◆ SELECTED PASSAGE:
"""

# How much coffee do you drink each day? How much do you think is too much?



## autopilot (Apr 4, 2013)

So I have had my machine for a couple of weeks and I'm really enjoying it - maybe a little too much, i think I'm pushing it on the caffeine front!

I know everyone is different, but how much coffee do you drink per day? Doubles or singles with espresso based drinks? What would be your limit?


----------



## Godders (Dec 29, 2012)

Typically; flat white in the morning, 2-3 brews throughout the day at work, one or two cortados in the evening.

Varies at the weekend depending on what I'm doing.


----------



## CoffeeDoc (Dec 26, 2012)

Went to Colonna and Small's on Sunday morning, had an espresso, a filter and a cappuccino in fairly quick succession, that seemed too much! Usually 2 cappuccino in morning and a couple of coffees of some sort in the evening.

Paul


----------



## autopilot (Apr 4, 2013)

Godders said:


> Typically; flat white in the morning, 2-3 brews throughout the day at work, one or two cortados in the evening.
> 
> Varies at the weekend depending on what I'm doing.


Are we talking double or single shots for the espresso based drinks?


----------



## Godders (Dec 29, 2012)

autopilot said:


> Are we talking double or single shots for the espresso based drinks?


Always doubles


----------



## Monkey_Devil (Jul 11, 2011)

On a working day usually a cappuccino first thing, a double espresso before I leave and an aeropress brew at lunch.

"""

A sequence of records
"""

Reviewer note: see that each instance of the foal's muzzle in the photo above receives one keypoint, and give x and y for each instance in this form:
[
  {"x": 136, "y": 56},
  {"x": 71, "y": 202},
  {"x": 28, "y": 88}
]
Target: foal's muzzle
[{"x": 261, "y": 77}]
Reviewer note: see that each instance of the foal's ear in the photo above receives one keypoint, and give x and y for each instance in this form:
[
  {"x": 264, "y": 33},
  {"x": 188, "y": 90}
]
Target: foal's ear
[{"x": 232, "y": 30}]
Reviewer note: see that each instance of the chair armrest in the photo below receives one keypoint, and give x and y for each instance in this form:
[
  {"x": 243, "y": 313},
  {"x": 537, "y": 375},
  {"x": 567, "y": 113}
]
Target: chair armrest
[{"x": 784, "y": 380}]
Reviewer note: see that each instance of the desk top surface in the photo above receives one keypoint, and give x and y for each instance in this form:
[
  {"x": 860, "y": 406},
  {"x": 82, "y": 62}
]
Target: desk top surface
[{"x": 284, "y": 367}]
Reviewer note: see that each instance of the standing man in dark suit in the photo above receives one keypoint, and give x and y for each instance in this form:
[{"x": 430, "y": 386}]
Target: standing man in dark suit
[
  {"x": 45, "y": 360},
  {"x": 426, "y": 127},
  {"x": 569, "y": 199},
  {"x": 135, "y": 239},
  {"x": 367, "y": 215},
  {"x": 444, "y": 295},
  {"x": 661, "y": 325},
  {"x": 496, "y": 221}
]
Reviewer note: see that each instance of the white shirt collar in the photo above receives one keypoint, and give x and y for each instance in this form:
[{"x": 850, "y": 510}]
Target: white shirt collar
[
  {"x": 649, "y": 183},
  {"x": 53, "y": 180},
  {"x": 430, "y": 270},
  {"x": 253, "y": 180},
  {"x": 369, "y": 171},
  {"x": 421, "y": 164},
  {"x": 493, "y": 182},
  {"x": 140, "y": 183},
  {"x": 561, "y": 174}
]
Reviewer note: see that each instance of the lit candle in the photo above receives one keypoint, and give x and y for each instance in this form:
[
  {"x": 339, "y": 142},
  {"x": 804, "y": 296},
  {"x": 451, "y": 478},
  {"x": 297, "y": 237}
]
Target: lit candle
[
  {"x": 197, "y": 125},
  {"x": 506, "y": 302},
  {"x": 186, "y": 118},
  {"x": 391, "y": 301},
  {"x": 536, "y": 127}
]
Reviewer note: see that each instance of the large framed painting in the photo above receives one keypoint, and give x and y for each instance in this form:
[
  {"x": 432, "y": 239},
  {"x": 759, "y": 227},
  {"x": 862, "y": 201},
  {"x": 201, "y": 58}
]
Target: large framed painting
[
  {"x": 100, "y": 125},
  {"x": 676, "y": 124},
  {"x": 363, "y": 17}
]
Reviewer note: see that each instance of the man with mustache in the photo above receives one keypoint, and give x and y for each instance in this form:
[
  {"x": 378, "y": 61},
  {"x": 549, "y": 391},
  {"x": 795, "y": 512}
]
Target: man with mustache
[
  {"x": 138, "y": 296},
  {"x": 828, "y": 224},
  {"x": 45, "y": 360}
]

"""

◆ DIRECTIVES:
**A)** Output, word for word, the lines of the records from the one containing "Reviewer note: see that each instance of the man" through the last line of the records, including both ends.
**B)** Write the next part of the coffee forum thread, picking up right after its final line.
The coffee forum thread and the records come from separate sources.

◆ ANSWER LIST:
**A)**
Reviewer note: see that each instance of the man with mustache in the photo above receives one keypoint, and give x and y for each instance in this form:
[
  {"x": 378, "y": 61},
  {"x": 549, "y": 391},
  {"x": 795, "y": 512}
]
Target: man with mustache
[
  {"x": 138, "y": 296},
  {"x": 828, "y": 224},
  {"x": 45, "y": 360}
]

**B)**
On a day at home, a milk drink in the morning and between 3 and 5 double shot throughout the day. Need to invest in a decent brew grinder for home and take the chemex back out.


----------



## autopilot (Apr 4, 2013)

Monkey_Devil said:


> On a working day usually a cappuccino first thing, a double espresso before I leave and an aeropress brew at lunch.
> 
> On a day at home, a milk drink in the morning and between 3 and 5 double shot throughout the day. Need to invest in a decent brew grinder for home and take the chemex back out.


So up to 6 doubles a day if at home? You must be buzzing


----------



## Big Tony (Dec 18, 2012)

Always start with a double espresso in the morning. Come home from work and have two or three more double espresso based drinks... Probably cortados.

if I'm off, it's the same except I probably drink an extra couple throughout the day. I sometimes crack out the aeropress if I can't be bothered warming the machine up.


----------



## The Systemic Kid (Nov 23, 2012)

Big Tony said:


> Always start with a double espresso in the morning. Come home from work and have two or three more double espresso based drinks... Probably cortados.


Wow, Big Tony, do you ever get to sleep at night??


----------



## 4515 (Jan 30, 2013)

I start the day off with green tea and then have three to four espresso based drinks throughout the day (normally espresso or americano). My last coffee based drink is no later than 4pm


----------



## Monkey_Devil (Jul 11, 2011)

autopilot said:


> So up to 6 doubles a day if at home? You must be buzzing


Not really, bear in mind that it's between around 9 in three morning to 6 in the evening, so it's spread out. I stop after 6 for sleep reasons though!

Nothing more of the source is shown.